▸ Stated exercise: Copy out all of the records below word for word, changing nothing.

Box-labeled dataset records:
## BEGIN
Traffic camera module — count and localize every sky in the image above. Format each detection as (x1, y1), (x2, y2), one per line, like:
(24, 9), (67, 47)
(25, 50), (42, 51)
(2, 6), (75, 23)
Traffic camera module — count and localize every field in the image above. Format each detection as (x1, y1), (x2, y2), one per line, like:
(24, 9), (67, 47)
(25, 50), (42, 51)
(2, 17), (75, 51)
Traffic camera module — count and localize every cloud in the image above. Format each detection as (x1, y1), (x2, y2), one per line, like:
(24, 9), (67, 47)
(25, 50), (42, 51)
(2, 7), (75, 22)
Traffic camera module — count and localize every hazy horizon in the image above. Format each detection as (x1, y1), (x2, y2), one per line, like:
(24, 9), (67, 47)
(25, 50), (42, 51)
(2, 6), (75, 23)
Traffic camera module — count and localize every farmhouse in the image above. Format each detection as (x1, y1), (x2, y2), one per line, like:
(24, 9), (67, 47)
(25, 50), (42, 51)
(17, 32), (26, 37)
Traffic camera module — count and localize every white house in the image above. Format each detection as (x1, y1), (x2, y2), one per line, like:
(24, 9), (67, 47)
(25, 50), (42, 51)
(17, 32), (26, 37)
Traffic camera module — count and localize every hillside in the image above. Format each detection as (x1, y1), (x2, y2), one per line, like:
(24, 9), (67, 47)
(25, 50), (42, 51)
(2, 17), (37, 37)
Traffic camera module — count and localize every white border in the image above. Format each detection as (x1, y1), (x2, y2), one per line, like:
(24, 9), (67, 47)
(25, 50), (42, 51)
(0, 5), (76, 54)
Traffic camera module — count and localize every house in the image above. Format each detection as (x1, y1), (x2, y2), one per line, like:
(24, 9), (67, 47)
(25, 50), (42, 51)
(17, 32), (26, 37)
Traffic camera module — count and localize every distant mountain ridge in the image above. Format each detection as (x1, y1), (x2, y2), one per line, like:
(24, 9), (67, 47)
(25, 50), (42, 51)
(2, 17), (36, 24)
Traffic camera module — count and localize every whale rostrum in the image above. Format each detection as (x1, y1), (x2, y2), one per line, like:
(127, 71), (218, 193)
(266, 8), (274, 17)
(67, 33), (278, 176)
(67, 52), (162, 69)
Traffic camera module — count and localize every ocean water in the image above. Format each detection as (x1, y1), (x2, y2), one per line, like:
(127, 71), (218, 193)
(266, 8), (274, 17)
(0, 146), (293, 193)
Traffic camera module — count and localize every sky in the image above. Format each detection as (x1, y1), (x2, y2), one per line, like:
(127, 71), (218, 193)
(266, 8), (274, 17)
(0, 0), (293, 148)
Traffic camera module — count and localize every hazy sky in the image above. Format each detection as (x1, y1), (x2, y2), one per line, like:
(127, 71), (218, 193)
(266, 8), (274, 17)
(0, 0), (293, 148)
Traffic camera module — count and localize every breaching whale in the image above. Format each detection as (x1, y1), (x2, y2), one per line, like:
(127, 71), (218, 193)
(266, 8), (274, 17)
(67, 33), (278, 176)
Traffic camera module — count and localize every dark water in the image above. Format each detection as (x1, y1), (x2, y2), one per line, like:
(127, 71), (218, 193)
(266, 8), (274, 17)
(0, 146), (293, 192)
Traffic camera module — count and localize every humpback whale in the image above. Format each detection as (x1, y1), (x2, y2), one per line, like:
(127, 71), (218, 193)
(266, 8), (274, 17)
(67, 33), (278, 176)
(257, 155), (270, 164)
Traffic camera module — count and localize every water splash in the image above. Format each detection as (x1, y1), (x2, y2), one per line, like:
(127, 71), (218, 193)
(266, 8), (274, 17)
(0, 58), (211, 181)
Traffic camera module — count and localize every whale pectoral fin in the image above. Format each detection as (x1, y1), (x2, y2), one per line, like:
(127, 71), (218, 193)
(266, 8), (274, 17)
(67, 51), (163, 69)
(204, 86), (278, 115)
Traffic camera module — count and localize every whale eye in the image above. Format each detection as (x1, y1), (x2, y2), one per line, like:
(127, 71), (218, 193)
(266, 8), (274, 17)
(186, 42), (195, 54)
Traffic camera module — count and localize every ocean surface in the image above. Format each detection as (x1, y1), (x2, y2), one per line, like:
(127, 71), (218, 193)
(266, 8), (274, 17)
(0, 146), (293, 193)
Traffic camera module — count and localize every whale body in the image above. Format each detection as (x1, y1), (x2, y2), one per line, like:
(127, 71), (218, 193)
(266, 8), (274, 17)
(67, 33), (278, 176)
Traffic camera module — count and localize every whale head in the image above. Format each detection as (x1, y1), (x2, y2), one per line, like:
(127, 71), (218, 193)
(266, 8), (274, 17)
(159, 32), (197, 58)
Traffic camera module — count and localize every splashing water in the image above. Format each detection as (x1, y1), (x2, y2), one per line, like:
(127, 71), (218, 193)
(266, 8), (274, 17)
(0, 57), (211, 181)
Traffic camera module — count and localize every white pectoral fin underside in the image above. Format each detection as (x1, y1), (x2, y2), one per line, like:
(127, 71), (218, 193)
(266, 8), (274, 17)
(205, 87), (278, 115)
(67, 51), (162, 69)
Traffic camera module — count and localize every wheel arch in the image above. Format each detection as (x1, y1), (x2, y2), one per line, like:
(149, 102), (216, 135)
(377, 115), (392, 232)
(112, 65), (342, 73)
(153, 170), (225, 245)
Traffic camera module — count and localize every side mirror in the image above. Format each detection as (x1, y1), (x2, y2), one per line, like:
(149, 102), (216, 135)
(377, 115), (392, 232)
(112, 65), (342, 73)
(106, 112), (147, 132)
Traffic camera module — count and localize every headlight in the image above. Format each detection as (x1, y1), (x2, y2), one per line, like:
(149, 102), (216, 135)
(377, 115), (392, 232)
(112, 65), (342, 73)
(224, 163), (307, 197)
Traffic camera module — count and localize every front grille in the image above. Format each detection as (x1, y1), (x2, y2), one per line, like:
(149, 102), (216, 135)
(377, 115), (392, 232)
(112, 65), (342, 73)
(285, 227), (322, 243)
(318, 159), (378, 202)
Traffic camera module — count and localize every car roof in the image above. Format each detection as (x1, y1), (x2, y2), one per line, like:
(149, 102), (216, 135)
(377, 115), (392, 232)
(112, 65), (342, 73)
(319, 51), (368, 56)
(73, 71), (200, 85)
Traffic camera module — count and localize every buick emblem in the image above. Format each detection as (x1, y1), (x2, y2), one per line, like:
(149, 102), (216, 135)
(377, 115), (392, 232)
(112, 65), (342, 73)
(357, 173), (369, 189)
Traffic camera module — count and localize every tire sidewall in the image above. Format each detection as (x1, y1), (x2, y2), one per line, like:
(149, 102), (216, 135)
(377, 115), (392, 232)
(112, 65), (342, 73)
## END
▸ Solution to the problem:
Traffic camera module — count and localize every sky in the image above. Format each detection as (x1, y1), (x2, y2), one per line, like:
(24, 9), (67, 47)
(25, 50), (42, 51)
(2, 6), (75, 23)
Traffic camera module — count and localize every field in the image above. Format each detection as (x1, y1), (x2, y2), one per line, like:
(24, 9), (67, 47)
(25, 50), (42, 51)
(2, 17), (75, 51)
Traffic camera module — count and localize every cloud in the image above. Format each detection as (x1, y1), (x2, y2), one per line, like:
(24, 9), (67, 47)
(25, 50), (42, 51)
(2, 7), (75, 22)
Traffic camera module — count and localize every hazy horizon in the image above. Format each detection as (x1, y1), (x2, y2), one per line, like:
(24, 9), (67, 47)
(25, 50), (42, 51)
(2, 6), (75, 23)
Traffic camera module — count and localize every farmhouse in the image above. Format each detection as (x1, y1), (x2, y2), one per line, like:
(24, 9), (67, 47)
(25, 50), (42, 51)
(17, 32), (26, 37)
Traffic camera module — count and localize every white house in the image above. Format each detection as (x1, y1), (x2, y2), one per line, like:
(24, 9), (67, 47)
(25, 50), (42, 51)
(17, 32), (26, 37)
Traffic camera module — count and localize every hillside in the image above. Format each detection as (x1, y1), (x2, y2), one per line, like:
(24, 9), (67, 47)
(25, 50), (42, 51)
(2, 17), (37, 37)
Traffic camera module — count and localize every white border in the image above. Format each detection as (x1, y1), (x2, y2), one per line, like:
(24, 9), (67, 47)
(25, 50), (42, 51)
(0, 5), (76, 54)
Traffic camera module — count and localize every house in the image above. Format each detection as (x1, y1), (x2, y2), one per line, like:
(24, 9), (67, 47)
(25, 50), (42, 51)
(17, 32), (26, 37)
Traffic camera module — count and localize every distant mountain ridge in the image above. Format each detection as (x1, y1), (x2, y2), one per line, like:
(24, 9), (67, 47)
(25, 50), (42, 51)
(2, 17), (36, 24)
Traffic camera module — count and localize every whale rostrum in the image above. Format each detection as (x1, y1), (x2, y2), one per line, like:
(127, 71), (218, 193)
(266, 8), (274, 17)
(67, 33), (278, 176)
(67, 52), (162, 69)
Traffic camera module — count and localize every ocean water in the image above. Format each detection as (x1, y1), (x2, y2), one per line, like:
(127, 71), (218, 193)
(266, 8), (274, 17)
(0, 146), (293, 193)
Traffic camera module — count and localize every sky in the image above. Format each detection as (x1, y1), (x2, y2), one per line, like:
(127, 71), (218, 193)
(266, 8), (274, 17)
(0, 0), (293, 148)
Traffic camera module — count and localize every hazy sky in the image above. Format each detection as (x1, y1), (x2, y2), one per line, like:
(127, 71), (218, 193)
(266, 8), (274, 17)
(0, 0), (293, 148)
Traffic camera module — count and localize every breaching whale in the image above. Format each detection as (x1, y1), (x2, y2), one per line, like:
(127, 71), (218, 193)
(266, 8), (274, 17)
(67, 33), (278, 176)
Traffic camera module — count and localize every dark water in the image above. Format each detection as (x1, y1), (x2, y2), one per line, like:
(127, 71), (218, 193)
(266, 8), (274, 17)
(0, 146), (293, 192)
Traffic camera module — count and localize every humpback whale in the image above. Format each detection as (x1, y1), (x2, y2), one per line, like:
(127, 71), (218, 193)
(266, 8), (274, 17)
(67, 33), (278, 176)
(257, 155), (270, 164)
Traffic camera module — count and localize every water splash in the image above. Format each detection as (x1, y1), (x2, y2), one per line, like:
(127, 71), (218, 193)
(266, 8), (274, 17)
(0, 58), (211, 181)
Traffic camera module — count and localize every whale pectoral fin in the image above. Format each detection as (x1, y1), (x2, y2), one per line, like:
(127, 71), (218, 193)
(266, 8), (274, 17)
(67, 51), (163, 69)
(204, 86), (278, 115)
Traffic camera module — count and localize every whale eye in the image above. Format each detection as (x1, y1), (x2, y2), one per line, like:
(127, 71), (218, 193)
(266, 8), (274, 17)
(186, 42), (195, 54)
Traffic camera module — count and localize every ocean surface in the image above. Format each detection as (x1, y1), (x2, y2), one per line, like:
(127, 71), (218, 193)
(266, 8), (274, 17)
(0, 146), (293, 193)
Traffic camera module — count and localize every whale body in the image above. Format each detection as (x1, y1), (x2, y2), one per line, like:
(127, 71), (218, 193)
(266, 8), (274, 17)
(67, 33), (278, 176)
Traffic camera module — count and localize every whale head in the image above. Format each detection as (x1, y1), (x2, y2), one per line, like:
(127, 71), (218, 193)
(266, 8), (274, 17)
(159, 32), (197, 58)
Traffic camera module — count and localize every splashing water in the image above. Format each detection as (x1, y1), (x2, y2), one per line, like:
(127, 71), (218, 193)
(266, 8), (274, 17)
(0, 57), (211, 181)
Traffic camera module — count and localize every white pectoral fin underside in the image above. Format each detection as (x1, y1), (x2, y2), one per line, like:
(127, 71), (218, 193)
(266, 8), (274, 17)
(205, 87), (278, 115)
(67, 51), (162, 69)
Traffic camera module — count and localize every wheel arch in the image above. Format each detection as (x1, y1), (x2, y2), one per line, like:
(149, 102), (216, 135)
(377, 115), (392, 232)
(112, 65), (342, 73)
(153, 170), (225, 245)
Traffic camera module — count and localize every side mirror in the image above. Format each detection as (x1, y1), (x2, y2), one per line, like:
(149, 102), (216, 135)
(377, 115), (392, 232)
(112, 65), (342, 73)
(106, 112), (147, 132)
Traffic camera module — count and localize every headlight in the image above. Format each detection as (x1, y1), (x2, y2), one per line, like:
(149, 102), (216, 135)
(377, 115), (392, 232)
(112, 65), (342, 73)
(224, 163), (307, 197)
Traffic camera module — count and localize every front grille in the image above. Format each detection as (x1, y1), (x2, y2), one per line, like:
(149, 102), (216, 135)
(377, 115), (392, 232)
(112, 65), (342, 73)
(285, 227), (322, 243)
(318, 159), (378, 202)
Traffic camera module — count and localize every car roof in the image above. Format each detection as (x1, y1), (x2, y2), one per line, like:
(149, 102), (216, 135)
(377, 115), (392, 232)
(112, 65), (342, 73)
(319, 51), (368, 56)
(73, 71), (200, 85)
Traffic camera module — count and localize every buick emblem in the image above. Format each detection as (x1, y1), (x2, y2), one per line, like:
(149, 102), (216, 135)
(377, 115), (392, 232)
(112, 65), (342, 73)
(357, 173), (369, 189)
Traffic camera module — count and localize every tire sidewall in the image above. Format each detection as (x1, y1), (x2, y2), one per line, like:
(149, 102), (216, 135)
(377, 115), (392, 232)
(112, 65), (342, 73)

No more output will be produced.